Four miles from Dunvegan on the single track road to Glendale is the scattered township of Colbost, looking east over Loch Dunvegan. This part of the Duirinish peninsula is best known for the presence of The Three Chimneys, a restaurant with a worldwide reputation.
Immediately to the south of The Three Chimneys, on a gentle hillside rising up past the road from the shore of the loch, is the Colbost Croft Museum. Established in 1969 by local man Peter MacAskill (who has since also established the Giant Angus MacAskill Museum in Dunvegan), it was intended to give visitors the chance to experience a way of life that was very common on Skye in the 1800s.
It is one of a trio of fascinating museums to be found in the unlikely setting of the northern part of Skye's Duirinish peninsula. The others are Borreraig Park Museum and the Glendale Toy Museum. Together they form a triangle that gives good reason to head west from Dunvegan, even on a driech day.
The focus of the museum is the croft house, of a type reminiscent of a Western Isles blackhouse. The smoke rising from the central chimney, and possibly curling out from the doorway, gives a clue about one of the defining characteristics of life in this sort of house: the open hearth in the centre of the floor, on which a peat fire was kept burning continuously.
To modern sensibilities, it is difficult to see how people could have lived continually in an atmosphere made dense by peat-smoke. But on the bright side, the smoky atmosphere was said to help keep vermin and other pests at bay. Once experienced, the phrase "peat-reek" takes on a very distinctive meaning that you are unlikely to forget.

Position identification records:
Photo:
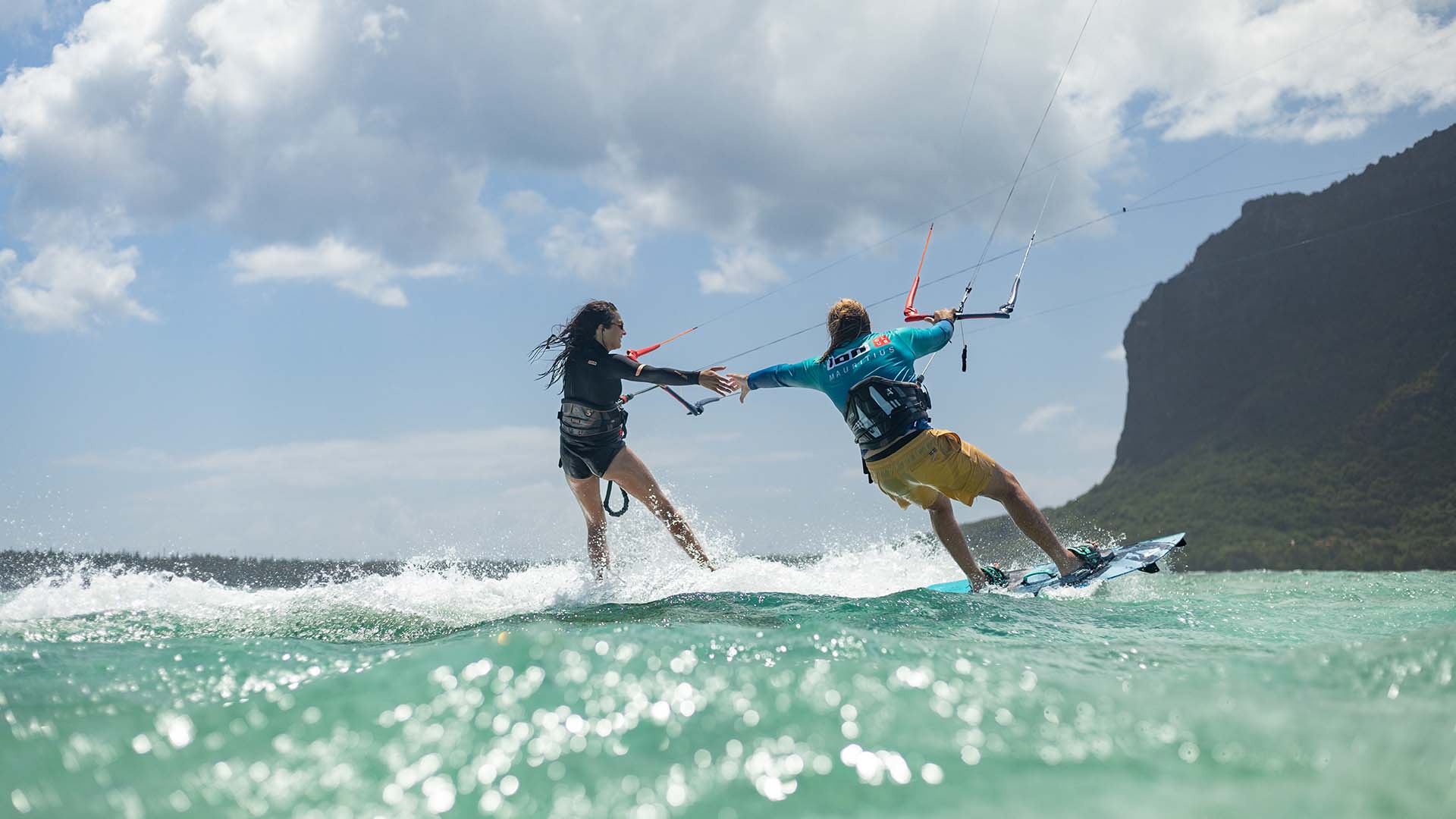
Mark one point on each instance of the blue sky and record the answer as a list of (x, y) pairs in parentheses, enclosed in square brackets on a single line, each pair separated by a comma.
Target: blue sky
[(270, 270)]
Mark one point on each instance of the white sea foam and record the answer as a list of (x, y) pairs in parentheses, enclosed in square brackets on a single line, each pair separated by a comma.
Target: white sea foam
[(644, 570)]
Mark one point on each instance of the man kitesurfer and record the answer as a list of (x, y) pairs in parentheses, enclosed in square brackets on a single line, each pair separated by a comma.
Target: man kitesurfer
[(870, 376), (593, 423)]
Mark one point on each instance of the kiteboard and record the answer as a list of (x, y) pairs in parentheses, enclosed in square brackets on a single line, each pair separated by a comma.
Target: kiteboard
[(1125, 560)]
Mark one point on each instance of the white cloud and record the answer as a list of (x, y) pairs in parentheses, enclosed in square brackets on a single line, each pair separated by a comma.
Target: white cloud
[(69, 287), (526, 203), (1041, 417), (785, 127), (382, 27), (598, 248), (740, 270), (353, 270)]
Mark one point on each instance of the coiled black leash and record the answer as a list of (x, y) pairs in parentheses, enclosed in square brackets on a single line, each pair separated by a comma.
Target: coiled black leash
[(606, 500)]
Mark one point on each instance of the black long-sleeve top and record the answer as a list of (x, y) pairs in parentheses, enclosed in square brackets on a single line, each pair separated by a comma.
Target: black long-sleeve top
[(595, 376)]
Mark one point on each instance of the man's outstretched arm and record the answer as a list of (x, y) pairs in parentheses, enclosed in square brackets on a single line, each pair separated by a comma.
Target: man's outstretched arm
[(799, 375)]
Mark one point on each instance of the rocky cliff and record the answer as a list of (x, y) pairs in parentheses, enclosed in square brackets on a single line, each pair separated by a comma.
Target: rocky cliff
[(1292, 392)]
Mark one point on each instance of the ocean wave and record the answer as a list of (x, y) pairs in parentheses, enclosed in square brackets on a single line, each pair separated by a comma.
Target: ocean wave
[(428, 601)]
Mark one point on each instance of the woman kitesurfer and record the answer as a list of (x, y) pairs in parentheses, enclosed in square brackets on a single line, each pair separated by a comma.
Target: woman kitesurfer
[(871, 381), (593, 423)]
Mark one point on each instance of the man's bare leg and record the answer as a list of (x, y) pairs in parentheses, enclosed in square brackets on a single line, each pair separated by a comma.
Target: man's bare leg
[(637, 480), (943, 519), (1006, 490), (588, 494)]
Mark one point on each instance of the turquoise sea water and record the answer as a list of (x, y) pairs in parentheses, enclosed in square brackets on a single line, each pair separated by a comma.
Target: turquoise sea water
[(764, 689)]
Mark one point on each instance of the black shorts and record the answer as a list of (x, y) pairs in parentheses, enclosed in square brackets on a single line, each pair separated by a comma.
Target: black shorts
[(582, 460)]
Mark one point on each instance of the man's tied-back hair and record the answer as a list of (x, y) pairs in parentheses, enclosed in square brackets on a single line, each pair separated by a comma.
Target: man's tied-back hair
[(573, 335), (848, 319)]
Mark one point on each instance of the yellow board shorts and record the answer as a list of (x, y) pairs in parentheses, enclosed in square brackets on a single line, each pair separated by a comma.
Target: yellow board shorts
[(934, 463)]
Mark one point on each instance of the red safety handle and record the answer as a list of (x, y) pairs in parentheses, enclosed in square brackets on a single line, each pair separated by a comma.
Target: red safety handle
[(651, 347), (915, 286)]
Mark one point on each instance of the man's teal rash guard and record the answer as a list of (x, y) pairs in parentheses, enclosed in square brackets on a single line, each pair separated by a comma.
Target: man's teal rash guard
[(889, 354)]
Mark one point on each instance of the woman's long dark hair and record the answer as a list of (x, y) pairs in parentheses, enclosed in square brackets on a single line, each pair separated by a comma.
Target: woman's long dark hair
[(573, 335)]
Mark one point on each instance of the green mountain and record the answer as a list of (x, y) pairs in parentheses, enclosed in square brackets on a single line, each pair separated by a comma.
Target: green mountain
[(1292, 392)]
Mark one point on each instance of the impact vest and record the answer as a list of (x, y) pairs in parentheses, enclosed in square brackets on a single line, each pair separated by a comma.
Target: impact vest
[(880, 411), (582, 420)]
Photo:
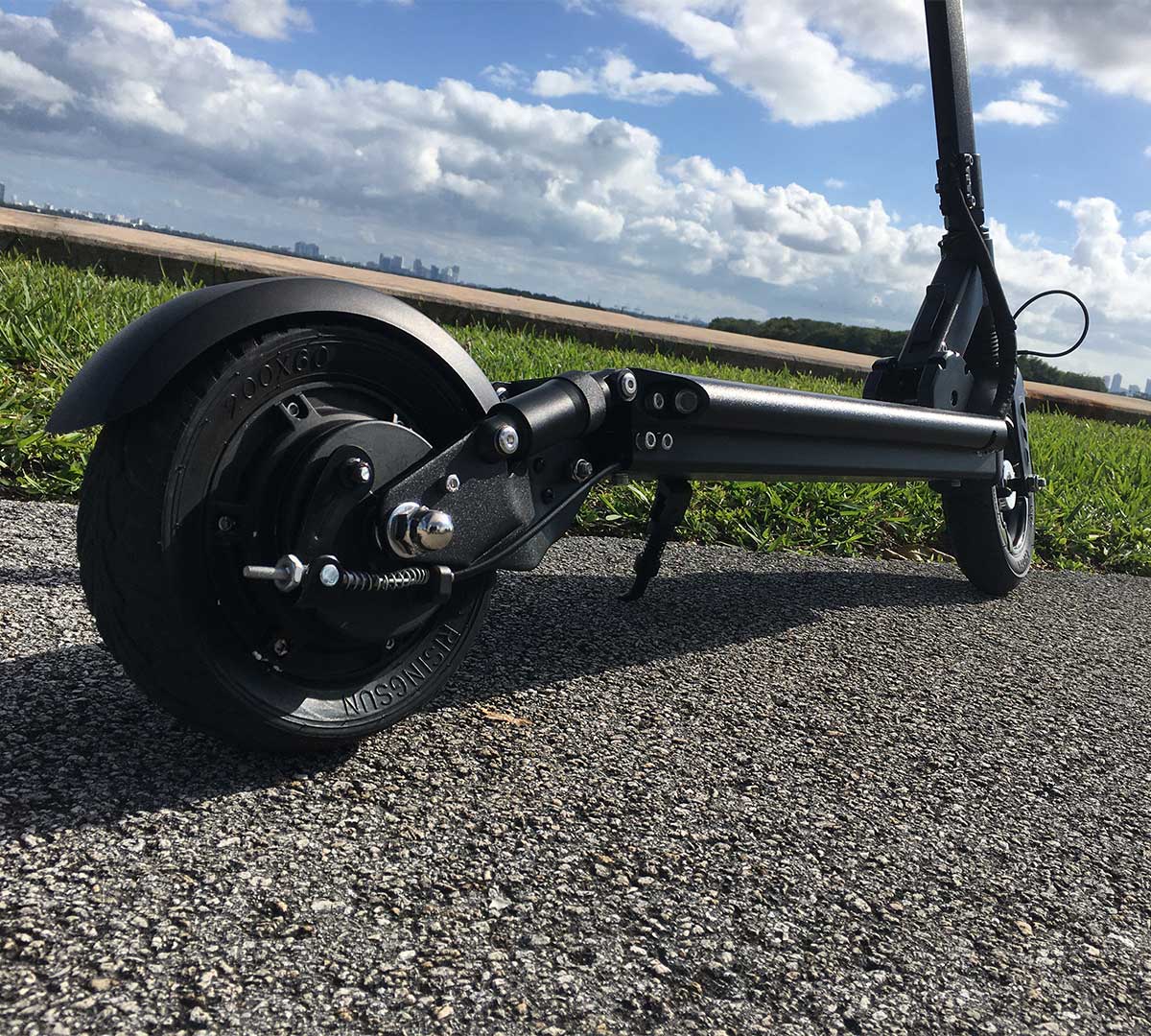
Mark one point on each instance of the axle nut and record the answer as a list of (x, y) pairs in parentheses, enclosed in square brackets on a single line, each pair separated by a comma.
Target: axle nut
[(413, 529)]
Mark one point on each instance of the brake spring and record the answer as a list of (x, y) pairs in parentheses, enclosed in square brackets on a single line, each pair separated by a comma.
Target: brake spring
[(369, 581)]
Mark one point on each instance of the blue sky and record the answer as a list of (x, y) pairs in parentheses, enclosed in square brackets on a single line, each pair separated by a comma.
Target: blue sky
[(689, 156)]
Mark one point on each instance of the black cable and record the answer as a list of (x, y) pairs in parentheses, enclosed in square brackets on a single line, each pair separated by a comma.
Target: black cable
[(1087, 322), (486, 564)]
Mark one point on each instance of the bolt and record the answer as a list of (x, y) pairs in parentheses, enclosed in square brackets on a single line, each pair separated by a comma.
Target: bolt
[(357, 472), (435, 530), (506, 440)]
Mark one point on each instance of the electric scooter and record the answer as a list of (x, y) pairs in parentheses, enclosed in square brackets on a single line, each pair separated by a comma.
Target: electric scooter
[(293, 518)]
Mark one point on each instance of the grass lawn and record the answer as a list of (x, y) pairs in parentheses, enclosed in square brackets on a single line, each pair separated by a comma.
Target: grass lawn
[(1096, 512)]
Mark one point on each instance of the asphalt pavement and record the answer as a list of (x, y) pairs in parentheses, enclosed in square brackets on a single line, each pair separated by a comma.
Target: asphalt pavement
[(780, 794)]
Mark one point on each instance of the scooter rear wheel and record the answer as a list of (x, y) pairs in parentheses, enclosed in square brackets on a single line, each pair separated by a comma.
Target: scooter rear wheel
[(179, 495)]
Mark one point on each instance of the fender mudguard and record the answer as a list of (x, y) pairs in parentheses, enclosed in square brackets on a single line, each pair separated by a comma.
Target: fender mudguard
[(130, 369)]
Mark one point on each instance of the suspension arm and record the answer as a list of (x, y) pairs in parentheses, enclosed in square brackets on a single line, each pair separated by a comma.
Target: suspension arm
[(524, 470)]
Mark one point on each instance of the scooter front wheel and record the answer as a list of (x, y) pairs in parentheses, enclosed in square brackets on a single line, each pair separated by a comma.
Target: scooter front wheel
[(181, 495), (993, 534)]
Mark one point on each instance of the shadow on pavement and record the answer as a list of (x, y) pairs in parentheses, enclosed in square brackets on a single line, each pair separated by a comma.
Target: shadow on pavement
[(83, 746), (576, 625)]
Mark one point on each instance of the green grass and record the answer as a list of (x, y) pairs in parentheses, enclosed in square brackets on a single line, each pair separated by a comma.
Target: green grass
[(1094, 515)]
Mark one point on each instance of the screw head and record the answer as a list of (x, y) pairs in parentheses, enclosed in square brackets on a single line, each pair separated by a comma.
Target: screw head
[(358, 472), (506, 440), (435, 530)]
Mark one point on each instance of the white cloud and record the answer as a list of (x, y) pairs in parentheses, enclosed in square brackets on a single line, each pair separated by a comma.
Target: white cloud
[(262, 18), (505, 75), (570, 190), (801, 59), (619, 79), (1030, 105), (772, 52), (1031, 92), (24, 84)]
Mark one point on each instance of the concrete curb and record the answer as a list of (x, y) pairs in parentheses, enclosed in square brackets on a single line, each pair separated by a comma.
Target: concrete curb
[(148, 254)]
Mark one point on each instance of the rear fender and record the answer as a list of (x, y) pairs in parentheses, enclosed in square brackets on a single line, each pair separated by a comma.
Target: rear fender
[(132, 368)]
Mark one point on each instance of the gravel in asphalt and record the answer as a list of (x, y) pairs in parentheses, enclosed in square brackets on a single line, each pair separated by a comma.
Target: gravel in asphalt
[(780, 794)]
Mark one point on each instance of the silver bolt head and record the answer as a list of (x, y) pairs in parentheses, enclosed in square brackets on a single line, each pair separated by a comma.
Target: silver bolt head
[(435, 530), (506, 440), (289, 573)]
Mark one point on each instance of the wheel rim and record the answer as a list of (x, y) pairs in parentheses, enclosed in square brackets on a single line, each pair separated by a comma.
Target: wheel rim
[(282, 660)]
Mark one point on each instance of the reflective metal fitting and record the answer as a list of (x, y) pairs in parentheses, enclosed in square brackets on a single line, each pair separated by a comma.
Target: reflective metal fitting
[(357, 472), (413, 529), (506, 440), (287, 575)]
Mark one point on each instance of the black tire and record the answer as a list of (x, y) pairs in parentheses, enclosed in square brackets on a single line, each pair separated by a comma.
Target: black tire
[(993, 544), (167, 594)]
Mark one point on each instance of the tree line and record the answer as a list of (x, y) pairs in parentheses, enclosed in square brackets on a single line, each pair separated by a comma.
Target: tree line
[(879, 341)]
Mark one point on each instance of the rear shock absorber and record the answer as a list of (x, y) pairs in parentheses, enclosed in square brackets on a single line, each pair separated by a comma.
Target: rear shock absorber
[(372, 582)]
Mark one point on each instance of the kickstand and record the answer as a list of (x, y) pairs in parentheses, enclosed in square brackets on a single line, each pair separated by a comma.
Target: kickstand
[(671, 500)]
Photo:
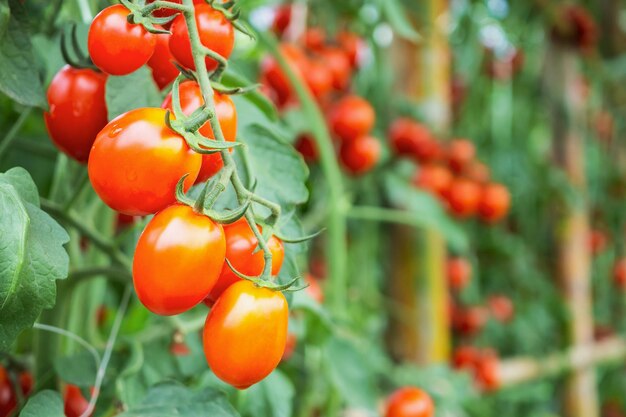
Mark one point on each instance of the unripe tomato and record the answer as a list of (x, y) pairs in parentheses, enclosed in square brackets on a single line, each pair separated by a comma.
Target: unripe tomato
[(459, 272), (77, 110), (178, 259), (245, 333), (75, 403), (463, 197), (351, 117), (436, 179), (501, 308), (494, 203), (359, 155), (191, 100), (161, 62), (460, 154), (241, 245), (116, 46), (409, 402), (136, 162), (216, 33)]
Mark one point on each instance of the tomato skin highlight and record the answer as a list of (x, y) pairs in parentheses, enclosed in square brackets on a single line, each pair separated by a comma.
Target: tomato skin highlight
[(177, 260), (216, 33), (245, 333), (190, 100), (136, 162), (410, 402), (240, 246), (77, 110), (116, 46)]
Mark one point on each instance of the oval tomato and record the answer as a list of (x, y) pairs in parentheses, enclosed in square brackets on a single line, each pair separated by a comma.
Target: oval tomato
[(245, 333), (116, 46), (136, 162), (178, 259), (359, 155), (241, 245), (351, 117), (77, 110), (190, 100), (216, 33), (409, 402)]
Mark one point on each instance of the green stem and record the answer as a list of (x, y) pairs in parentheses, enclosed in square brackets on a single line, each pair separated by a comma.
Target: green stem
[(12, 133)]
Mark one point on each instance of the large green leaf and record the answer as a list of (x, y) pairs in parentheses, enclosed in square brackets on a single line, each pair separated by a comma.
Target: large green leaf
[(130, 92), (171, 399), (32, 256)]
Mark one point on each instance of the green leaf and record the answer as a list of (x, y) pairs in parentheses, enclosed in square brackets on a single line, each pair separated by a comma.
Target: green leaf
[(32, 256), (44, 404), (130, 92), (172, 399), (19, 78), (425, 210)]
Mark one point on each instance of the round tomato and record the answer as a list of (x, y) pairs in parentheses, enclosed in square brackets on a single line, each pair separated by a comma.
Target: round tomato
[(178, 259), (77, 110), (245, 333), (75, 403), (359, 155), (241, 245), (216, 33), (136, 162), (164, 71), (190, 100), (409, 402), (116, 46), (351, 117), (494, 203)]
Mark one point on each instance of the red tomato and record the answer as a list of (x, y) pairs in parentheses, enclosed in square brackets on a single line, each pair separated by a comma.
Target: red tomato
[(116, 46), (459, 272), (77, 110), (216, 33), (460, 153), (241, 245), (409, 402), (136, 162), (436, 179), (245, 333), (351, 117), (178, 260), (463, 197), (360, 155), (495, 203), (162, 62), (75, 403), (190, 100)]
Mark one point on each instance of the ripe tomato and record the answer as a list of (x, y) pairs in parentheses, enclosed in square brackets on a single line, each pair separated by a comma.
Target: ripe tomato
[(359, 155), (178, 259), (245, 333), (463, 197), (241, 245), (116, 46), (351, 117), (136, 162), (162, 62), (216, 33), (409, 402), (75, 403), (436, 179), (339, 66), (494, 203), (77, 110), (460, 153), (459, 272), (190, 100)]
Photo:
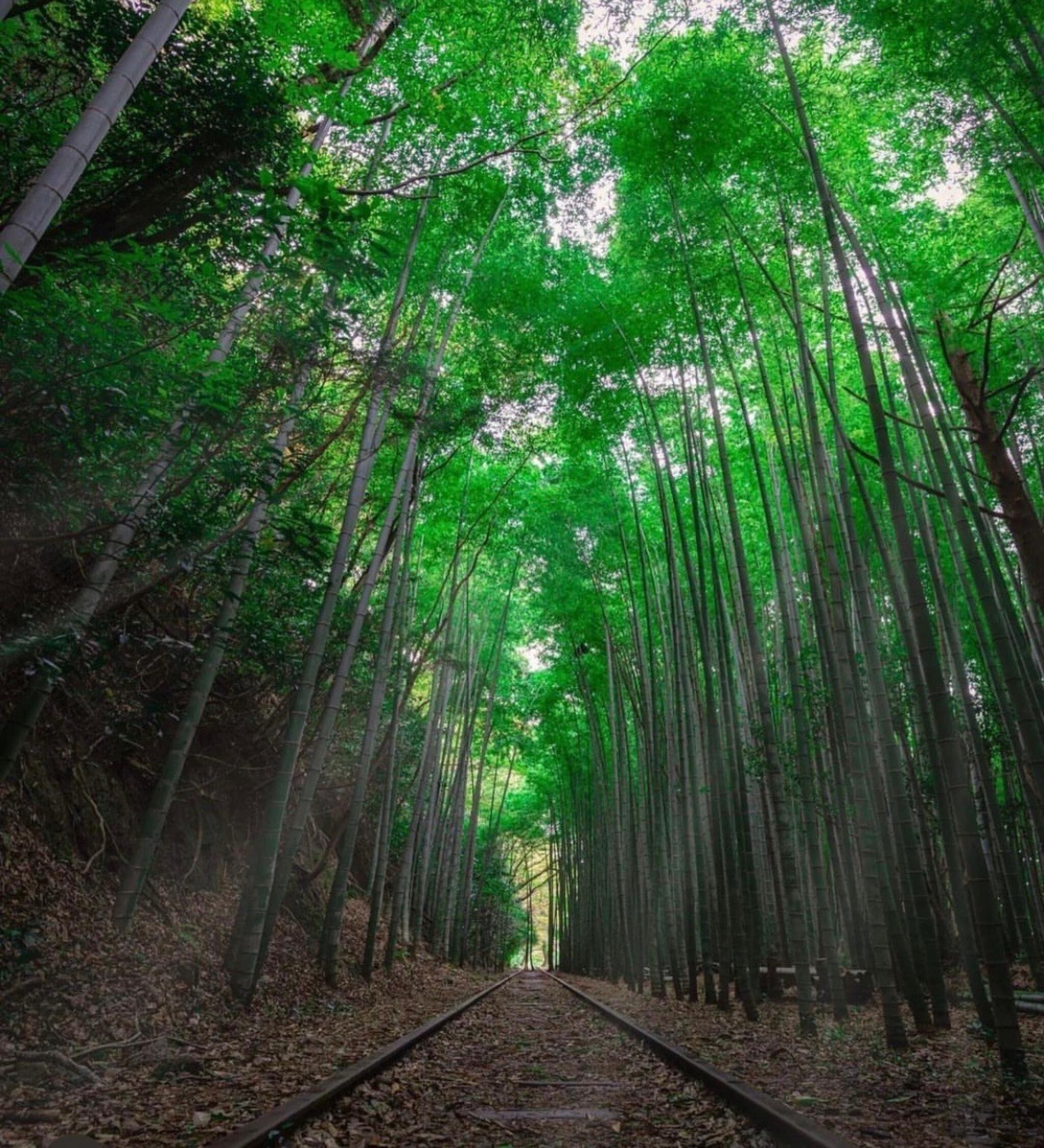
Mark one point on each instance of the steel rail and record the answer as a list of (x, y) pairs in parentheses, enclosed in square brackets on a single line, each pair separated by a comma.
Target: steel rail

GOAL: Name every museum mentioned in the text about the Colbost Croft Museum. This material is separate from the text about the Colbost Croft Museum.

SOLUTION FOR THIS TASK: Colbost Croft Museum, Giant Angus MacAskill Museum, Borreraig Park Museum, Glendale Toy Museum